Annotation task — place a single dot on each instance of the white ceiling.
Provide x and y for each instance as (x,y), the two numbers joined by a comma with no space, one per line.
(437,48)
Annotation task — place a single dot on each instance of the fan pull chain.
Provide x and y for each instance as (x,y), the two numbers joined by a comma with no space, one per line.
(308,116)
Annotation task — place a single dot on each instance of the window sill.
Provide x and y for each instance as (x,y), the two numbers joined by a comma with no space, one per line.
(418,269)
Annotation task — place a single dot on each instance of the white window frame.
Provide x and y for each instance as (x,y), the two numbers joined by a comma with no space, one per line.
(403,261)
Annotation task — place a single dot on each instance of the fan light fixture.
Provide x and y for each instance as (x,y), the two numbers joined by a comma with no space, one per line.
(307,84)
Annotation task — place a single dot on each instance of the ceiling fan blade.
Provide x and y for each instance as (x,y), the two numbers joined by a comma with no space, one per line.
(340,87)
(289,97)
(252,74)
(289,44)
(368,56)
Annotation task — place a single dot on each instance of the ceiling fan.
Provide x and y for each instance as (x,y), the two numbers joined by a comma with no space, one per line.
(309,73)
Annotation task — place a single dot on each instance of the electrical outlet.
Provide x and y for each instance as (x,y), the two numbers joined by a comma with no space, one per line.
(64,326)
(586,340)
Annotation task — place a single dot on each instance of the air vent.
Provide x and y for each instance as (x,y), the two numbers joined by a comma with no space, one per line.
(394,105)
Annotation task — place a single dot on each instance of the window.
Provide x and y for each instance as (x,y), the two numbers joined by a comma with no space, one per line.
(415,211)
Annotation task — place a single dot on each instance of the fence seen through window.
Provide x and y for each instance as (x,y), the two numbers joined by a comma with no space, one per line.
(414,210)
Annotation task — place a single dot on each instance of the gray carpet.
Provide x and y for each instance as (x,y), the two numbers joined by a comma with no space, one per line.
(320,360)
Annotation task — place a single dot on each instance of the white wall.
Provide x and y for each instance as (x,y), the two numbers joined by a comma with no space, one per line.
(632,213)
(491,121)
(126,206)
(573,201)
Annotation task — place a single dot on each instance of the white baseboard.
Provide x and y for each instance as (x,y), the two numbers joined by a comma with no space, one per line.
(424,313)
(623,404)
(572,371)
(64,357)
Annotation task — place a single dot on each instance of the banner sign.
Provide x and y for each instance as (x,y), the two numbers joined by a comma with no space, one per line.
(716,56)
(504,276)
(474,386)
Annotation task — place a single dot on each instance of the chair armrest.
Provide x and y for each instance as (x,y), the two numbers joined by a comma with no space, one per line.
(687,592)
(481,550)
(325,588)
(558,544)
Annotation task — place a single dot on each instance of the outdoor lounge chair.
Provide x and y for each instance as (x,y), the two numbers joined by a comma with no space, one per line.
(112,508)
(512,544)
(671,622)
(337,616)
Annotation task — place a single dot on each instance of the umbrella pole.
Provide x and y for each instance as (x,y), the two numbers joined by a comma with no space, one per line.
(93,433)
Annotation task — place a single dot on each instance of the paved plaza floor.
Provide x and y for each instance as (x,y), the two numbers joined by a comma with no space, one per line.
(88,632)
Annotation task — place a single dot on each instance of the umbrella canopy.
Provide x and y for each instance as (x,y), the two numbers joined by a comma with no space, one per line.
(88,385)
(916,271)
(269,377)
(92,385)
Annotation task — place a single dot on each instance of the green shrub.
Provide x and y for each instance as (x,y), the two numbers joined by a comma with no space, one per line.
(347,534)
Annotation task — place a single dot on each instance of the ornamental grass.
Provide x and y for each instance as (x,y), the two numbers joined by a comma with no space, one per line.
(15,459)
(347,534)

**********

* **Your goal**
Could you write out all of the data again, exactly as given?

* **Result of the exercise**
Annotation task — place a single dot on each instance of the white ceiling.
Provide x and y for each instance as (x,y), the two numbers joined by a comma with no space, one per line.
(437,48)
Annotation task — place a single dot on each instance of the fan pull chain.
Provide x and y for each instance as (x,y), the two numbers joined by a comma with no space, one per line.
(308,116)
Annotation task — place a single dot on each instance of the window sill.
Provide x and y for each instance as (x,y), the two numbers joined by a comma with no space, one per line.
(418,269)
Annotation task — place a single dot on each instance of the white window frame.
Provide x and y for each instance as (x,y), the two numbers joined by a comma with no space, one per line.
(403,261)
Annotation task — place a single dot on each instance of the fan light fixture.
Provide x and y for each instance as (x,y), the two numbers joined by a comma with no space, one per line.
(307,84)
Annotation task — place a single dot on each instance of the ceiling fan blade.
Provide x and y for each instance as (x,y), the two numbers joined by a comma with no space, one per line.
(340,87)
(289,97)
(252,74)
(289,44)
(368,56)
Annotation task — place a single dot on each instance of the ceiling fan.
Provide x and y for each instance as (x,y), the two numbers joined by a comma with no space, one per line.
(309,73)
Annotation task — place a single dot on each instance of the electrical outlet.
Provide x and y for each instance as (x,y), the two numbers joined by a comma with no space, one per line.
(64,326)
(586,340)
Annotation task — place a single dot on each instance of the air vent.
Provide x and y for each instance as (x,y), the two numbers joined by a comma with no space, one per line.
(394,105)
Annotation task — place a single dot on each instance of the window.
Provide x and y for each instance as (x,y), the two numbers joined by a comma with no space, one per line.
(415,211)
Annotation task — place a single dot on each instance of the fence seen through window.
Provide x and y for each instance as (x,y), the two numbers joined by a comma with no space, one per line.
(414,210)
Annotation task — place a single dot on each instance of the gray carpet.
Provide x and y for each instance as (x,y), the two numbers joined by a comma with no space, one per line.
(320,360)
Annotation task — place a single dot on each instance of the white wall.
Provide x and y for each instance as (x,y), the two numbers joined by a comma with no space, one per line.
(632,213)
(491,121)
(126,206)
(573,201)
Annotation task — place a single dot on each instance of the white baseboard.
Provide x and y for each instance as (x,y), the two numbers joined by a comma with no space, one per line.
(424,313)
(623,404)
(572,371)
(64,357)
Annotation task — place a single dot on each instance of the banner sign.
Provide x and y for each instance as (x,y), the two numbers joined by a comma with no space, one per line.
(716,56)
(504,276)
(474,386)
Annotation task — place a single dot on each instance of the chair armrest.
Provide x and y for each instance as (x,y), the two numbers joined by a comma with no space, one per line.
(687,592)
(481,550)
(325,588)
(558,544)
Annotation task — place a single dot on each instance of the outdoor lounge chair.
Provide x and y for each instance as (x,y), the two numbers joined by a comma with no space, one per line.
(112,508)
(512,544)
(671,622)
(337,616)
Annotation task — place a single dot on each instance of the umbrella pole.
Provide x and y for each instance as (x,y), the two numbers joined by a comma with no space, one per line.
(93,433)
Annotation task — place a single dot on each instance of the paved plaza floor.
Provide x and y for each instance as (x,y), the two numbers joined by a comma with no space, one per line.
(88,632)
Annotation task — place a single dot on each instance of the umbrella canopy.
Provide x and y for each instance as (x,y), the two numbers joined by a comma with no space, one per line.
(88,385)
(916,271)
(269,377)
(92,385)
Annotation task — place a single dot on each instance of the green shrub.
Provide x and y for each instance as (x,y), the two numbers joined by a comma with no space, one per line.
(347,534)
Annotation task — place a single dot on each instance of the ornamental grass.
Provide x and y for each instance as (x,y), the two numbers joined by a comma with no space, one per line.
(15,459)
(347,534)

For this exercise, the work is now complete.